(Dataset entries)
• • • •

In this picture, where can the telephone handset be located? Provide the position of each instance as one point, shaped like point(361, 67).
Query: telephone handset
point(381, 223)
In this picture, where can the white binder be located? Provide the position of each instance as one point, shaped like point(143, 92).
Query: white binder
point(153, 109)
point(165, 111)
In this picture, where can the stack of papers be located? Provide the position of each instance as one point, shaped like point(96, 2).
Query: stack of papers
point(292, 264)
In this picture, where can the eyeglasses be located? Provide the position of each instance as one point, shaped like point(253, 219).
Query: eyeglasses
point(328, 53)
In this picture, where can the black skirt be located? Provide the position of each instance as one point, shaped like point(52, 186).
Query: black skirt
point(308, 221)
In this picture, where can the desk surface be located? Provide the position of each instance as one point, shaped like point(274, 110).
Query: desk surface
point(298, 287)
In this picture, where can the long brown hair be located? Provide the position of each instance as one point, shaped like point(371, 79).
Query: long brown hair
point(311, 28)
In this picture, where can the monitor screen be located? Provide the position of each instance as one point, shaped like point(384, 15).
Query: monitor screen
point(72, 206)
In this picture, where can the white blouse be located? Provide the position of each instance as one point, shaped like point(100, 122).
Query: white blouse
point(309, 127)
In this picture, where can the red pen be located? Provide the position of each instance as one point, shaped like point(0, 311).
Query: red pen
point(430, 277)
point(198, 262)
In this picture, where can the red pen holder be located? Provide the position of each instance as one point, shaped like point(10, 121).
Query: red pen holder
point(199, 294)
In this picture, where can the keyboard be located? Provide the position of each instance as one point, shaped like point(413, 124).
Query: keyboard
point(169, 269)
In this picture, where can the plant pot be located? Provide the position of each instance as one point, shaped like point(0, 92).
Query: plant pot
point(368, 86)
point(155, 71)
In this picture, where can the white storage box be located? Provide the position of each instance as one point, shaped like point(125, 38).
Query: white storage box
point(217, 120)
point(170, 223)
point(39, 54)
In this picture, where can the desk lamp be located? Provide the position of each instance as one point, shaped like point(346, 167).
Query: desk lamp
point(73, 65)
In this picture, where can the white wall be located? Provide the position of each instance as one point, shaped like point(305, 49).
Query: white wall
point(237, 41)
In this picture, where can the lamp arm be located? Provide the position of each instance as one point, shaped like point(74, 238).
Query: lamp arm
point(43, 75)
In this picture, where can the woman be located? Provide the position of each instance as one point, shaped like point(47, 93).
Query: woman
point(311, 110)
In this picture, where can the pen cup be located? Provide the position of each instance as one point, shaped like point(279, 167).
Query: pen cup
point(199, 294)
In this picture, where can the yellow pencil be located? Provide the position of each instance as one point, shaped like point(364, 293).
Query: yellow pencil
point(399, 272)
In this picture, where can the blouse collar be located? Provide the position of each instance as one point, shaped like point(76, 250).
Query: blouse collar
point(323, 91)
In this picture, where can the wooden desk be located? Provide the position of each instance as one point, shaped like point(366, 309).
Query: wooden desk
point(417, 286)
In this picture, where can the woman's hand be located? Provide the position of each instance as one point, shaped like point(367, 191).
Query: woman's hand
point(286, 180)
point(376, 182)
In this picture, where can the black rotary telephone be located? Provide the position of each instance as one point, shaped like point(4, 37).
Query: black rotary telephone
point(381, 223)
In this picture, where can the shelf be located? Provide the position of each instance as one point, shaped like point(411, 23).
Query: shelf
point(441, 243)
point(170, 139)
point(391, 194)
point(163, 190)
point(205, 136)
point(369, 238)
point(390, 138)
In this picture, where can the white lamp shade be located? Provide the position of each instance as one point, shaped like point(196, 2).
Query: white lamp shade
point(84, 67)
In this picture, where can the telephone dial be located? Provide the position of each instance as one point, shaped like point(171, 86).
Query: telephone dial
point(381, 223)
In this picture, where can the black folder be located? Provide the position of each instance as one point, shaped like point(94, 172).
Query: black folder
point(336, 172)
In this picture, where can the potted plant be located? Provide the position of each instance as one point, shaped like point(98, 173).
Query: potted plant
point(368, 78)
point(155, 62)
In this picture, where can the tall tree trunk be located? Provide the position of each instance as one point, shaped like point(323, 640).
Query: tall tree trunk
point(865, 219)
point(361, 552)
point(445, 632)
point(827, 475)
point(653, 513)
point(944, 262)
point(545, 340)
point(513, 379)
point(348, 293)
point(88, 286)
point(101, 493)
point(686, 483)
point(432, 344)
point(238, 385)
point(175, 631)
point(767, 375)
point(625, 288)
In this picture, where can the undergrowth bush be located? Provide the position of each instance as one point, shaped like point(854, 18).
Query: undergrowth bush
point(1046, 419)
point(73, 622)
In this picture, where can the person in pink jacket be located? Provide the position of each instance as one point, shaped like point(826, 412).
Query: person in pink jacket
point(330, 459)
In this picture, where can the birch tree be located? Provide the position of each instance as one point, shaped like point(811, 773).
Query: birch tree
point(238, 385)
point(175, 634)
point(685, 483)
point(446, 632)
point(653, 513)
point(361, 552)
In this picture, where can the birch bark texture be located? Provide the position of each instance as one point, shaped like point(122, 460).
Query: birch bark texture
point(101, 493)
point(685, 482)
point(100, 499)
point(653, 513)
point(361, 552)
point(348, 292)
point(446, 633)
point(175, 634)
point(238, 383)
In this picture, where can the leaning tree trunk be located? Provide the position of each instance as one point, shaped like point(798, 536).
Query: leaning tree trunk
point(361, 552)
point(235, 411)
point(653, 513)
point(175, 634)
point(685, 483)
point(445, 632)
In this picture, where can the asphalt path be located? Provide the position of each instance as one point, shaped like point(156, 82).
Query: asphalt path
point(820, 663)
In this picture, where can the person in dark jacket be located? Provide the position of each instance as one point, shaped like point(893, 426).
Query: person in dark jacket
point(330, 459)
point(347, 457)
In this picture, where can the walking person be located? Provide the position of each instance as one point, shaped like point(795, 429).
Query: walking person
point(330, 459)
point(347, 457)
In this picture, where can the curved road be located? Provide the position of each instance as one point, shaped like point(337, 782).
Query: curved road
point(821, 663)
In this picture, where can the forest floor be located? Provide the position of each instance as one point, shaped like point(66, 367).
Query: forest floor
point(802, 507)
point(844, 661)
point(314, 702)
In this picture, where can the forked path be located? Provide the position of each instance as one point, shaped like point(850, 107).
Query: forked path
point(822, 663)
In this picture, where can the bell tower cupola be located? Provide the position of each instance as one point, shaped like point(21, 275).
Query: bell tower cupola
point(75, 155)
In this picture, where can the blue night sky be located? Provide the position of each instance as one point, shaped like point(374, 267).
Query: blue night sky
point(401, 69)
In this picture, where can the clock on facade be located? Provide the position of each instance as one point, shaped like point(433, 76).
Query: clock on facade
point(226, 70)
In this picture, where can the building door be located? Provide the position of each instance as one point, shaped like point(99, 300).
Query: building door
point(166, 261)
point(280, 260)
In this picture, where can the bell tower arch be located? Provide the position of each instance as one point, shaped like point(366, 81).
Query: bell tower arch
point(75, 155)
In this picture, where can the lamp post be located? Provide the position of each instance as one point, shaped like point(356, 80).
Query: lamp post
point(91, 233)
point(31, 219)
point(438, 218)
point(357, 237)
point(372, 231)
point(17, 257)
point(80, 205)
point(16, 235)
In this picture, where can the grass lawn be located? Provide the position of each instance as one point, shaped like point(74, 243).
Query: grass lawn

• • • •

- [DESCRIPTION OF THE TASK]: Reproduce the entries above with "each instance" changed to "every occurrence" everywhere it appears, keeping all other text unchanged.

- [ANSWER TO THE EXERCISE]:
In this picture, where can the telephone handset be located? Provide the position of every occurrence as one point, shaped like point(361, 67).
Query: telephone handset
point(381, 223)
In this picture, where can the white binder be located? Provide the position of every occurrence as one point, shaped like point(143, 92).
Query: white binder
point(153, 109)
point(165, 111)
In this picture, where can the stack of papers be located? Provide the position of every occurrence as one point, shaped like point(96, 2).
Query: stack of papers
point(292, 264)
In this picture, where can the eyeglasses be located? Provide the position of every occurrence as one point, shaped like point(253, 219).
Query: eyeglasses
point(328, 53)
In this picture, where can the black skirt be located? Provide the position of every occurrence as one point, shaped like point(52, 186).
Query: black skirt
point(308, 221)
In this picture, where can the desk surface be located? Provide the position of every occurrence as one point, shaped like point(274, 110).
Query: desk surface
point(298, 287)
In this picture, where can the long brown hair be located? Provide the position of every occurrence as one point, shaped like point(371, 79).
Query: long brown hair
point(311, 28)
In this picture, where can the monitor screen be located? Provide the position of every occurrence as one point, shaped like point(384, 15).
Query: monitor screen
point(72, 206)
In this picture, where can the white blouse be located? Provide the position of every occurrence as one point, shaped like point(100, 122).
Query: white blouse
point(309, 127)
In this picture, where can the red pen be located? Provide the position of every occurrence as one point, shaped like point(0, 311).
Query: red pen
point(430, 277)
point(198, 262)
In this picture, where can the red pen holder be located? Provide the position of every occurrence as one point, shaped like point(10, 121).
Query: red pen holder
point(199, 294)
In this picture, where can the keyboard be located? Provide the position of every occurrence as one point, shaped like point(413, 124).
Query: keyboard
point(169, 269)
In this picture, where can the plant pot be located? Provide the position of every occurrence as one point, shaped like point(0, 92).
Query: plant pot
point(368, 86)
point(155, 71)
In this picture, where can the white storage box be located? Provide the position of every occurrence as one point, shaped like point(125, 38).
Query: white storage box
point(217, 120)
point(170, 223)
point(39, 54)
In this picture, where can the desk lamp be located? Provide the position of every occurrence as one point, shaped like point(346, 167).
Query: desk lamp
point(73, 65)
In this picture, where can the white wall be located? Provide the position of every occurrence as one point, shaped like point(305, 49).
Query: white wall
point(237, 41)
In this picture, where can the lamp arm be located? Provide the position of every occurrence as one point, shaped like point(74, 238).
Query: lamp arm
point(43, 75)
In this picture, where can the woman be located? Provide the position of every occurrence as one point, shaped like point(47, 93).
Query: woman
point(311, 110)
In this picture, where can the pen cup be located? Provide the position of every occurrence as one point, shaped like point(279, 167).
Query: pen cup
point(199, 294)
In this picture, where can the yellow pencil be located? Provide the position of every occurrence as one point, shaped like point(364, 293).
Query: yellow pencil
point(399, 272)
In this picture, where can the blouse collar be located? Provide the position of every occurrence as one point, shaped like point(76, 250).
Query: blouse collar
point(323, 91)
In this picture, where can the wooden desk be located? Provide the position of every occurrence as one point, shaped like point(366, 309).
Query: wooden desk
point(417, 286)
In this picture, where can the woman's hand be located? Provide the position of every occurrence as one point, shaped like point(367, 191).
Query: woman's hand
point(286, 180)
point(376, 182)
In this picture, where can the black rotary telephone be located? Provide the position of every occurrence as one point, shaped like point(4, 37).
Query: black rotary telephone
point(381, 223)
In this picture, where can the shelf be located? Provide the position of every occurrence as one point, shaped like point(411, 23).
Query: shelf
point(441, 243)
point(170, 139)
point(391, 194)
point(163, 190)
point(205, 136)
point(369, 238)
point(390, 138)
In this picture, where can the white lamp shade be located? Provide the position of every occurrence as one point, shaped like point(196, 2).
Query: white lamp shade
point(84, 67)
In this picture, where can the telephone dial be located? Provide the position of every occurrence as one point, shaped like point(171, 86).
Query: telephone dial
point(381, 223)
In this picture, where can the black folder be located? Provide the position of every occurrence as one point, shaped like point(94, 172).
Query: black folder
point(336, 172)
In this picture, where can the potted plant be located? Provide the position of every occurrence as one point, shaped like point(98, 173).
Query: potted plant
point(368, 78)
point(155, 62)
In this picture, where can the tall tree trunk be located? Provide the position of every occurrence as one point, shaped like point(323, 640).
Query: tall tree trunk
point(865, 219)
point(361, 552)
point(445, 632)
point(827, 475)
point(653, 513)
point(944, 262)
point(545, 340)
point(513, 379)
point(348, 293)
point(88, 286)
point(101, 493)
point(686, 483)
point(432, 344)
point(238, 385)
point(175, 631)
point(767, 375)
point(625, 288)
In this picture, where can the undergrowth bush be located? Provide the position of every occurrence as one point, shaped like point(854, 18).
Query: undergrowth bush
point(1046, 419)
point(73, 622)
In this picture, where can the person in pink jacket be located? Provide the position of every occurrence as one point, shaped like point(826, 412).
Query: person in pink jacket
point(330, 459)
In this picture, where can the birch tree be located? Provide the position of every occurrence as one point, shaped like point(811, 773).
Query: birch tree
point(238, 385)
point(175, 634)
point(685, 483)
point(446, 632)
point(653, 513)
point(361, 552)
In this picture, where can the birch bark texture be located? Provide the position of every occurrence as one point, shaped like point(122, 460).
Query: birch bark texture
point(101, 493)
point(685, 482)
point(100, 499)
point(653, 513)
point(361, 552)
point(348, 292)
point(446, 633)
point(175, 634)
point(238, 383)
In this picture, where can the leaning tree trunk be located? Provide the position of every occurrence as one point, shaped like point(798, 536).
Query: leaning tree trunk
point(361, 552)
point(235, 411)
point(653, 513)
point(175, 634)
point(685, 483)
point(445, 632)
In this picture, where can the asphalt path be located? Provide the position of every occurrence as one point, shaped like point(156, 82).
Query: asphalt path
point(820, 663)
In this picture, where can the person in dark jacket be located? Provide the position of every occurrence as one point, shaped like point(893, 426).
Query: person in dark jacket
point(330, 459)
point(347, 457)
In this picture, where can the walking person be located? Provide the position of every occurrence as one point, shaped like point(795, 429).
Query: walking person
point(330, 459)
point(347, 457)
In this picture, where can the curved road be located? Provide the position of every occurrence as one point, shaped like point(337, 782).
Query: curved road
point(821, 663)
In this picture, where can the forest floor be located? Provide the position of every occurrence as one point, shaped like point(66, 367).
Query: forest floor
point(802, 507)
point(844, 661)
point(314, 702)
In this picture, where can the forked path be located? Provide the position of every occurrence as one point, shaped like point(850, 107).
Query: forked path
point(822, 663)
In this picture, where can the bell tower cupola be located? Provide the position of every occurrence as one point, shaped like point(21, 275).
Query: bell tower cupola
point(75, 155)
In this picture, where can the blue night sky be located? Provide the position of every occurrence as one point, shaped like point(374, 267).
Query: blue night sky
point(401, 69)
In this picture, where can the clock on facade be located? Provide the position of every occurrence as one point, shaped like point(433, 76).
Query: clock on facade
point(226, 70)
In this picture, where can the building door be located? Provide the position of every occurrence as one point, shaped like point(99, 300).
Query: building door
point(166, 261)
point(280, 260)
In this picture, where can the bell tower arch be located? Provide the position of every occurrence as one point, shaped like point(366, 81).
Query: bell tower arch
point(75, 155)
In this picture, where can the lamp post be located? Provide the position of every occurrence as one point, shaped like point(356, 80).
Query: lamp post
point(91, 233)
point(31, 219)
point(438, 218)
point(357, 237)
point(372, 231)
point(17, 257)
point(80, 205)
point(16, 235)
In this picture, where can the grass lawn be located? Provide the position of every occurrence as one point, shaped like point(74, 243).
Query: grass lawn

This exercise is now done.